EXTRAIT
::::
Déclaration de Brighton. Les États doivent prendre les jugements de la CEDH au sérieux au lieu de toucher à son indépendance

La déclaration politique émanant de 47 États membres du Conseil de l’Europe ne permet pas de lutter contre les principales difficultés se posant à la Cour européenne des droits de l’homme (CEDH), même si elle propose quelques mesures positives, a indiqué Amnesty International.

Cette déclaration – qui a été faite à l’issue de la conférence de Brighton – comporte des propositions visant à engager des réformes à la Cour et à modifier la Convention européenne des droits de l’homme.

« Les modifications proposées vendredi 20 avril n’aideront guère à alléger la charge de travail de la CEDH, et quelques-unes d’entre elles portent atteinte à l’indépendance de la Cour et limitent l’accès de certains à la justice », a signalé Michael Bochenek, directeur du programme Loi et politique d’Amnesty International.

Si les États membres souhaitent réellement protéger l’avenir de la CEDH, ils doivent commencer par prendre au sérieux la mise en œuvre de la Convention et l’exécution des décisions de la Cour.

Un respect accru pour les droits humains dans chaque pays est la manière la plus efficace de garantir la pérennité de la Cour.

« La Déclaration de Brighton contient de nombreuses promesses encourageantes de la part des États, selon lesquelles ils s’engagent à appliquer la Convention et à prendre des mesures concrètes en ce sens. Les actes sont plus éloquents que tous les discours, et les États doivent désormais démontrer qu’ils vont faire ce qu’ils disent. »

Une des principales difficultés que rencontre la Cour est la simple accumulation de cas dits répétitifs.

Ces affaires résultent des manquements d’États membres, qui ne respectent pas les obligations auxquelles ils sont pourtant tenus sur le plan des droits humains. « Si la Déclaration de Brighton reconnaît le problème, elle ne propose pas de solution rigoureuse », a ajouté Michael Bochenek.

En particulier, les outils les plus robustes devraient être mis à la disposition du Conseil de l’Europe afin qu’il puisse réellement exercer des pressions sur les États continuant à faire fi des décisions rendues par la Cour.
::::
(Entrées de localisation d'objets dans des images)

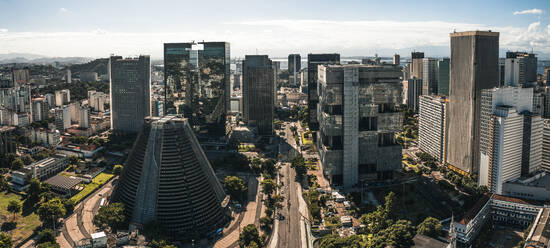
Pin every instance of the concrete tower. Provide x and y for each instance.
(474, 66)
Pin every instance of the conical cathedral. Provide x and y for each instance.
(167, 178)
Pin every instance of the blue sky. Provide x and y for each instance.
(99, 28)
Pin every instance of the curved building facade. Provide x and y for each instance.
(167, 178)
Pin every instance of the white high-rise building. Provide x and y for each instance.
(63, 117)
(84, 117)
(97, 100)
(62, 97)
(510, 137)
(431, 125)
(545, 165)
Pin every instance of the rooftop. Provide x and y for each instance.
(471, 214)
(63, 182)
(477, 32)
(540, 233)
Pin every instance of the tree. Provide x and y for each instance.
(268, 186)
(265, 223)
(235, 186)
(5, 240)
(117, 169)
(429, 227)
(111, 216)
(4, 185)
(299, 165)
(27, 159)
(48, 245)
(14, 207)
(17, 164)
(69, 205)
(34, 190)
(248, 235)
(46, 236)
(49, 212)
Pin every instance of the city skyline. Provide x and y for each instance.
(65, 28)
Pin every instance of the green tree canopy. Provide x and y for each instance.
(46, 236)
(5, 240)
(14, 207)
(249, 234)
(49, 212)
(17, 164)
(110, 216)
(430, 227)
(235, 186)
(117, 169)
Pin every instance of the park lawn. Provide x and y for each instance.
(307, 140)
(26, 224)
(97, 182)
(246, 148)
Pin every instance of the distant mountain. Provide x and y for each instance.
(29, 58)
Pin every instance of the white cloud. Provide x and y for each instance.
(278, 38)
(529, 11)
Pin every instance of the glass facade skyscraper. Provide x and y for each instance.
(196, 77)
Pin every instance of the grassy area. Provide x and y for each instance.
(26, 223)
(311, 165)
(306, 138)
(97, 182)
(246, 148)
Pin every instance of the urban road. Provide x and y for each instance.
(290, 231)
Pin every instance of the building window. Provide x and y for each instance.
(368, 123)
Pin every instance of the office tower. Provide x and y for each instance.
(414, 91)
(40, 109)
(500, 109)
(396, 59)
(358, 121)
(545, 165)
(7, 140)
(157, 109)
(539, 98)
(88, 76)
(50, 98)
(407, 71)
(546, 76)
(506, 138)
(20, 77)
(520, 68)
(546, 103)
(130, 80)
(62, 97)
(294, 66)
(431, 125)
(168, 179)
(443, 75)
(501, 71)
(62, 117)
(97, 100)
(474, 66)
(429, 76)
(258, 93)
(197, 84)
(313, 60)
(68, 78)
(276, 72)
(75, 111)
(417, 65)
(84, 117)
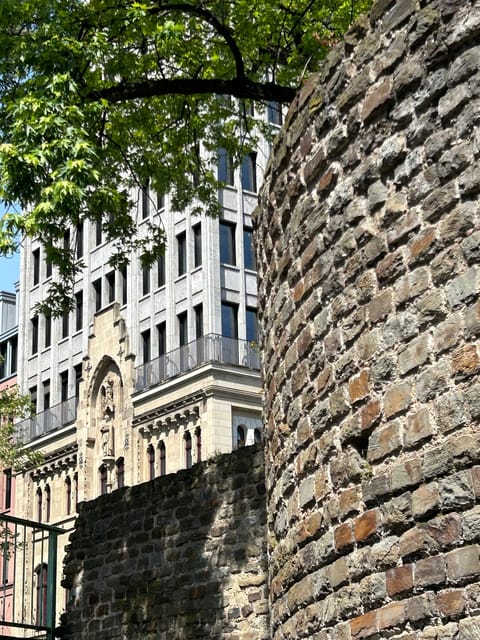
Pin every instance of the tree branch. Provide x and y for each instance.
(239, 88)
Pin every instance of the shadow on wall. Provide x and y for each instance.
(180, 557)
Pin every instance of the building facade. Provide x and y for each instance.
(154, 369)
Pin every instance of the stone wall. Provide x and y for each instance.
(369, 246)
(180, 557)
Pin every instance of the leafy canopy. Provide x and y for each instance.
(98, 97)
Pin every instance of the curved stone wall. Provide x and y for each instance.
(369, 250)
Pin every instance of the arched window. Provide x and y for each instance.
(198, 434)
(120, 469)
(188, 450)
(48, 503)
(103, 479)
(68, 496)
(41, 573)
(163, 458)
(39, 504)
(151, 462)
(241, 435)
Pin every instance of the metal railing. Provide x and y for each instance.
::::
EXERCICE PROPOSÉ
Poursuivez le texte sur la Déclaration de Brighton et la CEDH à partir de sa dernière phrase.

RÉPONSE RÉDIGÉE
Si la possibilité d’appliquer des sanctions, notamment financières, a dans un premier temps été envisagée lors des négociations, leur inclusion explicite dans la Déclaration de Brighton a finalement été abandonnée.

« C’est là une occasion manquée de mettre en place une politique incitative efficace pour que les États cessent d’ignorer les jugements de la Cour. »

Au lieu de s’attaquer de front aux problèmes cruciaux que sont les atteintes répétées à la Convention et la non-exécution des jugements de la Cour, la Déclaration de Brighton est l’illustration inquiétante de la tendance des États à dire à la Cour comment elle devrait interpréter la Convention.

« Les États membres doivent s’abstenir de toucher à l’indépendance de la Cour et de lui dire comment elle doit remplir son rôle de surveillance de leur propre respect des droits humains », a poursuivi Michael Bochenek.

En particulier, la Déclaration de Brighton propose de modifier la Convention pour y introduire ces principes, et fait pression sur la Cour afin qu’elle accorde la priorité à ceux-ci lorsqu’elle met en œuvre la Convention.

La Cour prend déjà ces principes en compte dans sa jurisprudence, tout appliquant également d’autres méthodes d’interprétation. En fait, la Cour elle-même les a pleinement intégrés à son rôle.

« Outre le fait d’essayer de battre en brèche l’indépendance de la Cour concernant l’interprétation de la Convention, on voit mal comment cela aiderait à diminuer les difficultés de la Cour », a déploré Michael Bochenek.

De même, la Déclaration de Brighton explique à la Cour comment elle devrait interpréter les critères d’admissibilité figurant dans la Convention. Ces critères portent sur les conditions que les dossiers doivent remplir afin que les recours formés par des individus puissent être examinés par la Cour. Il est essentiel qu’ils soient correctement interprétés, afin de garantir un véritable accès à la justice.

« L’état de droit suppose le respect de l’indépendance de la justice. Les États ne doivent pas faire d’ingérence dans la façon dont les tribunaux nationaux interprètent le droit national ; ils doivent de la même manière respecter l’indépendance de la CEDH. »

Si les États membres réaffirment avec raison dans la Déclaration l’importance cruciale du droit de tous de pouvoir s’adresser à la Cour afin d’obtenir des réparations lorsque leurs droits fondamentaux ont été bafoués, la Déclaration de Brighton affiche malheureusement l’objectif de réduire de six à quatre mois le délai dans lequel il est permis de solliciter l’aide de la Cour.

« Si cette modification a pour but de limiter le nombre de demandes parvenant à la Cour à Strasbourg, il est en fait possible qu’elle finisse par compromettre la qualité de ces demandes, en particulier dans les cas où la possibilité d’obtenir des conseils et une assistance juridiques est limitée », a continué Michael Bochenek.

Enfin, et comme l’a souligné le secrétaire général du Conseil de l’Europe lors son intervention à Brighton, il est important de reconnaître que des réformes en profondeur ne se font pas gratuitement. Les États membres doivent fournir les ressources dont la Cour a besoin pour répondre aux difficultés qui se posent à elle. « C’est pourtant là un aspect que la Déclaration de Brighton passe largement sous silence. »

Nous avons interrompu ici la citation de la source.